Straight up on the aroma I'm getting a good amount of bourbon and barrel character. It's fleeting though, as the aroma gives way to brown sugar, raisins/figs/cherries, toffee, chocolate, oven toasted coconut, vanilla-coconut, and some tropical fruit sweetness. The tropical fruit sweetness is in the realm of coconut and pineapple, and I think it is coming from the beer's high levels of sugar...it could be a hop character playing off the sweetness. This smells good, but not dick-ripping-off. Here's to the taste, chimp, here's to the taste.

Holy shit. Wow. Based on the aroma, I was not expecting this amount of awesome. Straight up is a huge HUG of sweetness, with bourbon, oak, giant inviting barrel character, vanilla, coconut, and chocolate. The mouthfeel is full-bodied and dense and boozy, but for some reason it doesn't approach cloying. I'm getting bourbon, barrel, toffee, raisins, figs, cherries, chocolate/vanilla, big toasted coconut, intense brown sugar, molasses, nuttiness from the coconut, and hints of elusive pineapple-coconut sweetness. There's a light kiss of sharp booze and some barrel tannin goodness. Yum.

This is banging, with a full-bodied mouthfeel that still falls on the lighter side of what you could get at 13.5% and in a barrel. It's sugary and big, with minimal carbonation and lots of slickness. It's a sipper, yo. This beer also unravels layers of toffee, sweet coconut, and cherry as it warms up. I cannot stress this enough, pull this out at cellar temps and let it warm up. Palate depth is great, and this beer has really nice complexity for what essentially is a one-dimensional style of Strong Ale. You get oak, bourbon, and booze up front, with burgeoning figs, raisins, and cherries, and some nice chocolate/vanilla; the mids dial up layers of toffee, brown sugar, chocolate, vanilla, coconut, cherries, and hints of pineapple/coconut; the back is lingering oak/vanilla/coconut, lingering toffee, and sticky, boozy goodness. This is a hell of a sipper, and should last you over an hour or two.

Rating: Divine Brew (4.5/5.0 Untappd)

I'm feeling a Light Divine Brew on this. This is kind of hot right now (my fault, I know), and probably will smooth out a bit with a year or two under the belt. I think cellaring beer is overrated, and I am usually the person telling you to NOT age your #whale, but you can definitely keep a spare bottle or two of this for a rainy day. Do try it fresh though...it's drinking VERY, VERY nice right now. I have no complaints, and plan to sit back with the second half of my bottle and watch The Walking Dead. This is the ultimate "don't pair with food" beer, so yeah. Sip on this. Enjoy. Life is short, and this is a diamond in the rough. Recommended.

Random Thought: I'm going full insanity wolf here, being that a few hours ago I was crapping out a kidney via IBS. I had IBS on top of running and lifting weights, so I am -- as they say -- le tired. I'm going to sleep like a drunk baby tonight.

● ● ● ●

# GIVEN EXERCISE 1
Say whether each statement agrees with the beer review, answering yes or no and quoting the deciding words: (a) the beer is 13.5% alcohol; (b) the reviewer advises drinking it right at cellar temperature; (c) the reviewer suggests pairing it with food.
# GIVEN EXERCISE 2
What Untappd score does the beer review give?
The records come from a separate source unrelated to the beer review.

● ● ● ●

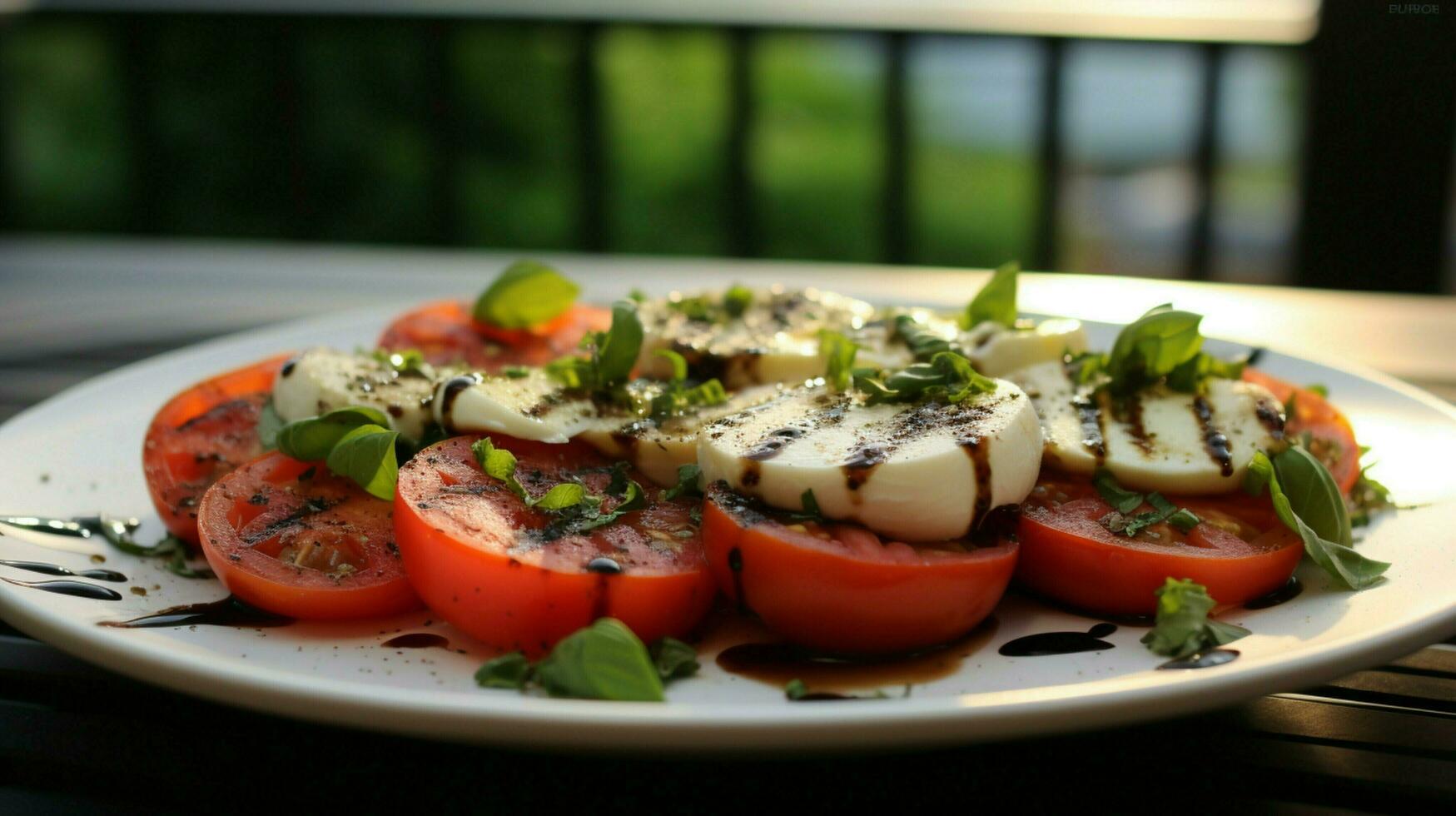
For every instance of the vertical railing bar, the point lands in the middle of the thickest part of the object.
(133, 34)
(1049, 207)
(286, 54)
(1205, 162)
(897, 152)
(738, 192)
(591, 235)
(439, 40)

● ● ● ●

# EXERCISE SOLUTION 1
(a) Yes: "at 13.5% and in a barrel."
(b) No: "pull this out at cellar temps and let it warm up."
(c) No: "This is the ultimate "don't pair with food" beer."

# EXERCISE SOLUTION 2
4.5 out of 5.0, labeled Divine Brew.